Supplied data
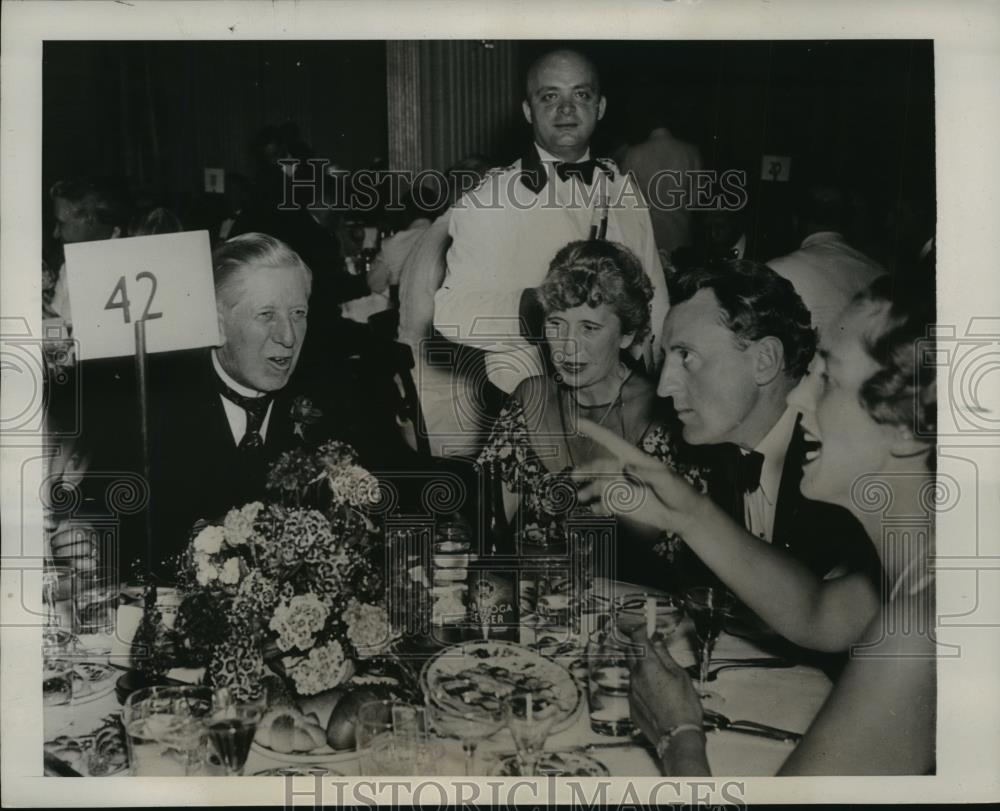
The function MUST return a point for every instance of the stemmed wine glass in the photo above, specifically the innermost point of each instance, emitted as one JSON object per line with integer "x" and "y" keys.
{"x": 231, "y": 729}
{"x": 708, "y": 607}
{"x": 530, "y": 722}
{"x": 470, "y": 725}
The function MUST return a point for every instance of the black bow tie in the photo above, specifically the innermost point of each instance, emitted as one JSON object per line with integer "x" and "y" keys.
{"x": 583, "y": 170}
{"x": 256, "y": 409}
{"x": 748, "y": 467}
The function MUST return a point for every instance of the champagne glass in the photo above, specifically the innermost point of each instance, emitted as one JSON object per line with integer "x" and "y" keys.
{"x": 708, "y": 607}
{"x": 632, "y": 611}
{"x": 470, "y": 725}
{"x": 530, "y": 721}
{"x": 165, "y": 730}
{"x": 231, "y": 729}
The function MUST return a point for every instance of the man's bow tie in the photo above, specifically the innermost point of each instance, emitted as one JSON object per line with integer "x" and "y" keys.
{"x": 256, "y": 409}
{"x": 748, "y": 467}
{"x": 583, "y": 170}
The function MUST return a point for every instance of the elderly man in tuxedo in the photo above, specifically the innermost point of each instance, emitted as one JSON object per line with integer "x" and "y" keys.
{"x": 219, "y": 416}
{"x": 738, "y": 339}
{"x": 507, "y": 230}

What this task involves
Rewrite the lines from the one containing "of the elderly" through the last line above, replacing "tuxedo" with "dinner jacket" and leaving everything else unchanged.

Answer below
The function MUST return a point for every instance of the elderly man in dinner jacket in the photo above, specifically the innermost point of each instance, emitted as one JSON object per line with integer "x" and "y" keys.
{"x": 219, "y": 416}
{"x": 738, "y": 339}
{"x": 507, "y": 230}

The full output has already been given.